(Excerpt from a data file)
——————————

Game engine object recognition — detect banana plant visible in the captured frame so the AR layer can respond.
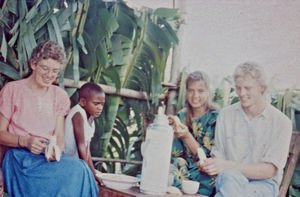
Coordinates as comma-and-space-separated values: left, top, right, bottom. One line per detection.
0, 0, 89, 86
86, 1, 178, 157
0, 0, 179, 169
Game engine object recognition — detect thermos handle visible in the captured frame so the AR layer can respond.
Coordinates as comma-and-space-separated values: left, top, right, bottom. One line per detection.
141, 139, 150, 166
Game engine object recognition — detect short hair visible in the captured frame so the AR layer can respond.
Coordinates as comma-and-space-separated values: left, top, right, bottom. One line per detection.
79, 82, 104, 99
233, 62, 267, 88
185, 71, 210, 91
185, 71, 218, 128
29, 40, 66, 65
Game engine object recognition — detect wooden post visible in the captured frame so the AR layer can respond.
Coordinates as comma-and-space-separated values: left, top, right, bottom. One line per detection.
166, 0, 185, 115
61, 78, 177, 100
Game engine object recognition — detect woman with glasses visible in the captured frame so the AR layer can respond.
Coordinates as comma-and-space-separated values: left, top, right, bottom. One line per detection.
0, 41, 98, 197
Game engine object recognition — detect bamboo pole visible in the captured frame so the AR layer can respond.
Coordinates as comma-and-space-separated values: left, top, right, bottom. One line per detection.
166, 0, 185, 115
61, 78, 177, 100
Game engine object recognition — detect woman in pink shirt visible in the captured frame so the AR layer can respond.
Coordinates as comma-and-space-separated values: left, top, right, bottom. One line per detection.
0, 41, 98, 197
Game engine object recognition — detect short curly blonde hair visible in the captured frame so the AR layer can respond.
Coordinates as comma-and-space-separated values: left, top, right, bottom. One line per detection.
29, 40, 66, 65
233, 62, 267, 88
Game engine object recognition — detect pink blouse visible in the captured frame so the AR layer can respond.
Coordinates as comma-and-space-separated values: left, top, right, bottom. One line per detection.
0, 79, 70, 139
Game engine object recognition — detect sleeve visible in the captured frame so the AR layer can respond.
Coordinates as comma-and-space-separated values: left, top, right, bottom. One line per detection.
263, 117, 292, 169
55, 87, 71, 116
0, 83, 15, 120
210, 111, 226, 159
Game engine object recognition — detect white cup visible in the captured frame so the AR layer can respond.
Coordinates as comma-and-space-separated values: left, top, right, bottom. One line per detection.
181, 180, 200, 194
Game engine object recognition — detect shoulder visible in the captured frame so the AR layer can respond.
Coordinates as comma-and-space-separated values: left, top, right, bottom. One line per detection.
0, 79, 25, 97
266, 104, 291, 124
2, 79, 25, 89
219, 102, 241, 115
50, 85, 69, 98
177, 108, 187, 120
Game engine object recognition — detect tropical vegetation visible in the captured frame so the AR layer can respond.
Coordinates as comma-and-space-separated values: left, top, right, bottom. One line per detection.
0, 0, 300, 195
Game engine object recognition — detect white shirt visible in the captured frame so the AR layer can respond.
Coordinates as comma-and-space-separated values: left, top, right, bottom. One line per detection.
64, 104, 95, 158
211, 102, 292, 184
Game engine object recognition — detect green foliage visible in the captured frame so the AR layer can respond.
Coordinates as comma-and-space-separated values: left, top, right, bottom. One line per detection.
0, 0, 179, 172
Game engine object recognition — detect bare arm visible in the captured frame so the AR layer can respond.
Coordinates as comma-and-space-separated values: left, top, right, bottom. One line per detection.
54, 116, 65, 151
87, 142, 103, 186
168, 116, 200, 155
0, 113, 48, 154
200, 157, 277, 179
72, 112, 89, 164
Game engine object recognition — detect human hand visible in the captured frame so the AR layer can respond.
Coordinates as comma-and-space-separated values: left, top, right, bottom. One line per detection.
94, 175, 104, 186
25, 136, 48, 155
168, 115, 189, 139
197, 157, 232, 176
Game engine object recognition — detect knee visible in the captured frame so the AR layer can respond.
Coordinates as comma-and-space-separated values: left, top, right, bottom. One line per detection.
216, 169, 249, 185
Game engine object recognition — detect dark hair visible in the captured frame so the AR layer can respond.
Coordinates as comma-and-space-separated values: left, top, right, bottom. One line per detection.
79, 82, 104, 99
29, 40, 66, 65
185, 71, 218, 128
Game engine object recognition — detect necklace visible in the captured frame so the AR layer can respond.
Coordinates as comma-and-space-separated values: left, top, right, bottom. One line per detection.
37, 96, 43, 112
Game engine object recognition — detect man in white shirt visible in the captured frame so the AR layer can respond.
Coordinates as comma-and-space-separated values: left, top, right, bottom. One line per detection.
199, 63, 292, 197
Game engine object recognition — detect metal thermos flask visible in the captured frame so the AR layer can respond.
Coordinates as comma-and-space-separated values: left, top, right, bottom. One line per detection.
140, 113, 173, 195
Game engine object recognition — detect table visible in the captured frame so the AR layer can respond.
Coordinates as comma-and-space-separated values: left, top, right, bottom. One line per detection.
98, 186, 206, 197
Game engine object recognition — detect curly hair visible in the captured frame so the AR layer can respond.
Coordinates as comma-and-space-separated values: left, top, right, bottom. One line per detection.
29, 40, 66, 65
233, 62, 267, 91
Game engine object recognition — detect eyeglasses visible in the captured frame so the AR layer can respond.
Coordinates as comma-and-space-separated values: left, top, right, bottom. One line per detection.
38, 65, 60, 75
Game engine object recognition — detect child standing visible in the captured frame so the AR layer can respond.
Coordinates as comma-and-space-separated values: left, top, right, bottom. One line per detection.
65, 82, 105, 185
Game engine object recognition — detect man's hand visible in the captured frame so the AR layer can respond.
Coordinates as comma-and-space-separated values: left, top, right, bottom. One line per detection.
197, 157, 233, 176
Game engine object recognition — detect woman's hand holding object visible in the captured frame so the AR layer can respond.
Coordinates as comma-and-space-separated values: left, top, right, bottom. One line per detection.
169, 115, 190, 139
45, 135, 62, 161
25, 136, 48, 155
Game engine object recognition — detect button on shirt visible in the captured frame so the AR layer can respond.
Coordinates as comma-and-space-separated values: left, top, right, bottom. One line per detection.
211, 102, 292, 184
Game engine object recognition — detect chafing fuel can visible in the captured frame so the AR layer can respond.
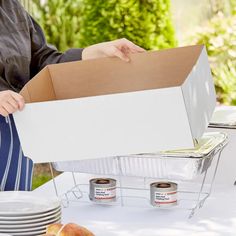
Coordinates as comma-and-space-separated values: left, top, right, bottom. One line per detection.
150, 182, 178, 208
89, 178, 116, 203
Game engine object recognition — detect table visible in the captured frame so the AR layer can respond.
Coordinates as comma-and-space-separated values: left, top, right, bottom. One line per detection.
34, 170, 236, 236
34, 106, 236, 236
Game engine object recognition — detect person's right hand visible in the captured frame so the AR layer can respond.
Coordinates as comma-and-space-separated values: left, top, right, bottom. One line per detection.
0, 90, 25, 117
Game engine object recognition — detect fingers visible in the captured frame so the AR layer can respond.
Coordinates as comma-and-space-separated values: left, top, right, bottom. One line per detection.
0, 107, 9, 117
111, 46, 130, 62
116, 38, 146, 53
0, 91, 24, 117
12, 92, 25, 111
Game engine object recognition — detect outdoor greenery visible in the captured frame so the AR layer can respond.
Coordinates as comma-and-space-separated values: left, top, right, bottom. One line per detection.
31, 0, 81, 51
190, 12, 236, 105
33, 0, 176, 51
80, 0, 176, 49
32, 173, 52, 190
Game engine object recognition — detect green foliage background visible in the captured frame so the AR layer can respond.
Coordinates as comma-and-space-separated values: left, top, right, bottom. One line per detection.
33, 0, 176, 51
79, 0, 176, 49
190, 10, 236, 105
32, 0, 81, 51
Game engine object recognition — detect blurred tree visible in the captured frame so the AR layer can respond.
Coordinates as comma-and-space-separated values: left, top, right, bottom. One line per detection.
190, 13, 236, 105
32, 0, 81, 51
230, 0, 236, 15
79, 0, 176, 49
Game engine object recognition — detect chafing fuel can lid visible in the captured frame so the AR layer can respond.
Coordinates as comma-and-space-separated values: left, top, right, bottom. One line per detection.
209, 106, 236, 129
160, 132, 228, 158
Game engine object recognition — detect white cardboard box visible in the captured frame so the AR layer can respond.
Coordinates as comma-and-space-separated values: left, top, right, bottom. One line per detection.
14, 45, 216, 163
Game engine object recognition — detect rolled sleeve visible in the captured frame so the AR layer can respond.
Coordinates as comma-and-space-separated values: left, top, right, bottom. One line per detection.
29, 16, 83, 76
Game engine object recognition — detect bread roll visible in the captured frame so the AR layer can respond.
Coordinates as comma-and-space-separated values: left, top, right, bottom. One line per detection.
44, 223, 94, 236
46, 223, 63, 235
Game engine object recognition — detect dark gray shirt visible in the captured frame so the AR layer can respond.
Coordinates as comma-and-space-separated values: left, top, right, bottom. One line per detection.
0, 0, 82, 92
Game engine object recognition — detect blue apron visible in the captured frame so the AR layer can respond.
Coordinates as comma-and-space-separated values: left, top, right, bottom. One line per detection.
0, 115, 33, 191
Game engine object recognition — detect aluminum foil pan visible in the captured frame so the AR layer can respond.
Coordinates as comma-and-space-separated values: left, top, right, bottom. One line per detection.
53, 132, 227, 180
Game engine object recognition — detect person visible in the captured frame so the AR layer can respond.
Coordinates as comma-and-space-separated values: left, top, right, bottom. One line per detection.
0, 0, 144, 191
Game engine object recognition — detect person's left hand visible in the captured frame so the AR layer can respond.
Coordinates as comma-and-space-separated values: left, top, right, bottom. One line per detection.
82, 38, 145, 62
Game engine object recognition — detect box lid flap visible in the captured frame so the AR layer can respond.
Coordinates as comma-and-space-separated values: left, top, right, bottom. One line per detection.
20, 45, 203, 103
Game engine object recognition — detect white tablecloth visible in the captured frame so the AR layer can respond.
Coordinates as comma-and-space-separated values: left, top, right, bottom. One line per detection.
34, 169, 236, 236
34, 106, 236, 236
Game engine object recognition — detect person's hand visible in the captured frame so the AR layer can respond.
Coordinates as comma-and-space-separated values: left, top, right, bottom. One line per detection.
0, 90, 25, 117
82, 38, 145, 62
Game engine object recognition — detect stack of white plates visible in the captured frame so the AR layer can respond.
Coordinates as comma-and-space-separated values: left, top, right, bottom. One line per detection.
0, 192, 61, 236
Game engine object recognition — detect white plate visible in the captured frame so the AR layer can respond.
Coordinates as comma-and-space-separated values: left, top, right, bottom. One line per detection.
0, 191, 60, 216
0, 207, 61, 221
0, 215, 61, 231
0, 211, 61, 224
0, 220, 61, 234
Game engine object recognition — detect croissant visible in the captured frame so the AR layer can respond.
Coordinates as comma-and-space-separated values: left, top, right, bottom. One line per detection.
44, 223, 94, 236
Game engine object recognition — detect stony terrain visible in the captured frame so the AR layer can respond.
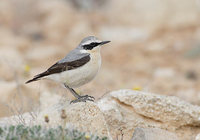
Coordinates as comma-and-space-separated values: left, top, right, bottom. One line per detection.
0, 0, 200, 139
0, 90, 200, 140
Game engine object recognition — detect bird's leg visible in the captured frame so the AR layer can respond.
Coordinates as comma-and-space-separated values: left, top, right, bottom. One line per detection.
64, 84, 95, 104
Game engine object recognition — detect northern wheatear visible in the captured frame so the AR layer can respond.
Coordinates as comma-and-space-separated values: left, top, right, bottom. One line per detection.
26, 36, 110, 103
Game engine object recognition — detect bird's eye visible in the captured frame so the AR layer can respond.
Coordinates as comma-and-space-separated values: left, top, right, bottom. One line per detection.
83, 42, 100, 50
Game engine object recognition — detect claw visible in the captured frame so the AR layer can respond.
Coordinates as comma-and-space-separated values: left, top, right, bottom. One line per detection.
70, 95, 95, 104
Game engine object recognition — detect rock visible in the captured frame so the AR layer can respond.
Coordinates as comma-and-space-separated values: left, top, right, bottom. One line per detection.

——————————

# Task brief
Lay out the material as a two-column CSV with headers input and output, each row pairing a text with its answer, beginning at the line that contains "Game engine object recognition — detect necklace" and ending after the line that contains "140, 113, 173, 195". Quote every field and replace line breaks inside a field with spaces.

# Completed exercise
input,output
"Game engine object recognition — detect necklace visible in the captured frame so the AR layer can respond. Coordinates as comma-and-space-separated values: left, top, right, bottom. One line per detection.","37, 96, 43, 112"
"Game engine object recognition — detect man in white shirt visible in the captured frame so the AR layer can respond. Coordinates as comma-and-space-separated values: left, top, right, bottom. One line per detection.","199, 63, 292, 197"
"Game engine object recognition — detect metal thermos flask visible in the captured frame so the AR layer can respond. Coordinates as comma-and-space-separated values: left, top, right, bottom. One line per detection.","140, 113, 173, 195"